Source passage:
The second provision would make it clear that the United States has not waived sovereign immunity with respect to lawsuits based upon the content of DMA maps and charts. Claims against DMA are prohibited under the Federal Torts Claims Act, but an issue has arisen as to whether the Suits in Admiralty Act (46 U.S.C. 741 et seq.) provides an independent jurisdictional basis for lawsuits against DMA. The provision recommended by the committee would make it clear that the government has not waived sovereign immunity with respect to claims based upon allegations concerning the content of DMA maps and charts.

 103 S. Rept. 282, 103d Cong., 2d Sess. ("Senate Report") at p. 231-32 (1994).

 Finally, the House report states:

 

The Senate bill contained provision (sec.1064) that would affect the Defense Mapping Agency (DMA) in two ways. . . . Second, it would clarify that the United States has not waived sovereign immunity with respect to lawsuits based upon the content of DMA maps and charts.

 103 H. Rep. No. 701, 103d Cong., 2d Sess. ("House Report") at p.204-05, 749 (1994).

 Plaintiffs contend that § 2798 does not immunize the Government for the conduct at issue in this case. Plaintiffs make a semantic argument that the statute was not intended to immunize the Government for negligent failures to act, but only for suits based on the content of navigational aids. Plaintiffs maintain that § 2798 does not release the Government for its failure to issue corrective notices or to warn that Chart 24271 was no longer reliable.

 In sum, plaintiffs argue that they do not dispute the accuracy of Chart 24271 when prepared and disseminated by the DMA, but that they find fault with the Government's negligent failure to update the Chart. This Court is unpersuaded by plaintiffs' argument. *fn2" The words of the statute are clear, and the intent of Congress in enacting § 2798 is apparent. *fn3" Congress specifically intended to immunize the DMA from suits that resulted from damages that eventuated as a consequence of reliance on maps and charts furnished by the DMA. Such protection was intended to shield the DMA irrespective of whether the damage resulted from a chart that was incorrect as an initial matter, or from a chart that became incorrect as a consequence of the DMA's failure to update it. *fn4"

  The United States may not be sued except as it has consented to be sued. See Dalehite v. United States, 346 U.S. 15, 30, 97 L. Ed. 1427, 73 S. Ct. 956 (1953). Where sovereign immunity exists, subject matter jurisdiction is absent. See United States v. Testan, 424 U.S. 392, 399, 47 L. Ed. 2d 114, 96 S. Ct. 948 (1976). In addition, any waiver of sovereign immunity must be strictly construed in favor of the sovereign. See United States v. Sherwood, 312 U.S. 584, 590, 85 L. Ed. 1058, 61 S. Ct. 767 (1941).

Things to do:
1/ Repeat the sovereign immunity passage between "The Senate bill" and "p.204-05, 749 (1994).", inclusive.
2/ Condense the paragraph of the sovereign immunity passage that opens with "In sum, plaintiffs argue" into a shorter version that keeps its main facts.

(Dataset excerpts on object pointing)
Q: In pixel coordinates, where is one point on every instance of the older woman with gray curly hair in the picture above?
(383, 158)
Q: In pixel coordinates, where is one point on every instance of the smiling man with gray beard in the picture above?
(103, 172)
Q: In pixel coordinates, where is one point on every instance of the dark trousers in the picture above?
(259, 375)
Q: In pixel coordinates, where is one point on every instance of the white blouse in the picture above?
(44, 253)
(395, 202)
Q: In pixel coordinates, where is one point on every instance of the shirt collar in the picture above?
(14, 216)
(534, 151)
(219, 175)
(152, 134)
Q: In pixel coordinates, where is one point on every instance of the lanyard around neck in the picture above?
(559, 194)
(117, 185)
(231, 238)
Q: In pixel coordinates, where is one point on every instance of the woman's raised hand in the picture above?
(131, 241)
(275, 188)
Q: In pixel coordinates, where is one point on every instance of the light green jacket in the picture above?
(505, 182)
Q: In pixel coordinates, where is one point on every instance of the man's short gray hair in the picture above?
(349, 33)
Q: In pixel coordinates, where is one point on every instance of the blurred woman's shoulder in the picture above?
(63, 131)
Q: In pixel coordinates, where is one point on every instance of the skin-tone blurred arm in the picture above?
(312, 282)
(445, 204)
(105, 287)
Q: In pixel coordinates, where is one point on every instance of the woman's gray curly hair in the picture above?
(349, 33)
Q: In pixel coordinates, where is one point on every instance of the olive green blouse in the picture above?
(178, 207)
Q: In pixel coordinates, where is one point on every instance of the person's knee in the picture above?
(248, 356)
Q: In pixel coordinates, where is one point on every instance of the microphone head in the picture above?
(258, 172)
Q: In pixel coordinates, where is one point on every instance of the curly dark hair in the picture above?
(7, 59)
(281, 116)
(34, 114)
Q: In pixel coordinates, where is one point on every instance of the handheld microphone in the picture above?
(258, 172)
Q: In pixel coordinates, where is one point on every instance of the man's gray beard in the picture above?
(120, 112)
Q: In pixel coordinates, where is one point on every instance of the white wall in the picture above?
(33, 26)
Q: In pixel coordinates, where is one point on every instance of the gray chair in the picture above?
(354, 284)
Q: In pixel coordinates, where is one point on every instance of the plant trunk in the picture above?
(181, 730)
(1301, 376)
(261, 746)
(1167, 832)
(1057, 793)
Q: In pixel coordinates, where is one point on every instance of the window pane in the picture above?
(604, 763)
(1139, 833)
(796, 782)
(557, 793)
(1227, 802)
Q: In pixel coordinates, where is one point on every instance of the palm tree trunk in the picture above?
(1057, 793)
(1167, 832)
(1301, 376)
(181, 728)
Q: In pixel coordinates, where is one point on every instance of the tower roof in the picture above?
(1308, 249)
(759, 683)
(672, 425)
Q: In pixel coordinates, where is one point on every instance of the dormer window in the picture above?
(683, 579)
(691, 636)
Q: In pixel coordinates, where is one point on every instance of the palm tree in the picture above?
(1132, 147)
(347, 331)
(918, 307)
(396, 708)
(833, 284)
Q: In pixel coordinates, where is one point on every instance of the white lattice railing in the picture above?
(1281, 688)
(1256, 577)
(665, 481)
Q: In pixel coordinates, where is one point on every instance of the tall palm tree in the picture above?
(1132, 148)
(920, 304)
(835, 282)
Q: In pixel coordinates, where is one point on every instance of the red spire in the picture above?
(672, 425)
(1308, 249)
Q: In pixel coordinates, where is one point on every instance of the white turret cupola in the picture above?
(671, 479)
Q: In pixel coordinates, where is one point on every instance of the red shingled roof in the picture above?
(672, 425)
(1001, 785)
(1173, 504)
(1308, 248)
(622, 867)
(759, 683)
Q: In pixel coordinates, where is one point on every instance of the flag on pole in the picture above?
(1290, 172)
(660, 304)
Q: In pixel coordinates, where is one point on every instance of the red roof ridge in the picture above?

Answers given:
1/
The Senate bill contained provision (sec.1064) that would affect the Defense Mapping Agency (DMA) in two ways. . . . Second, it would clarify that the United States has not waived sovereign immunity with respect to lawsuits based upon the content of DMA maps and charts.

 103 H. Rep. No. 701, 103d Cong., 2d Sess. ("House Report") at p.204-05, 749 (1994).

2/ Plaintiffs accept that Chart 24271 was accurate when the DMA prepared and distributed it. Their complaint is that the Government negligently failed to update it. The Court rejects this argument. It finds the statute's words clear and Congress's intent in enacting § 2798 apparent. That intent was to immunize the DMA from suits over damages caused by reliance on its maps and charts. The immunity applies whether a chart was wrong from the start or became wrong because the DMA failed to update it.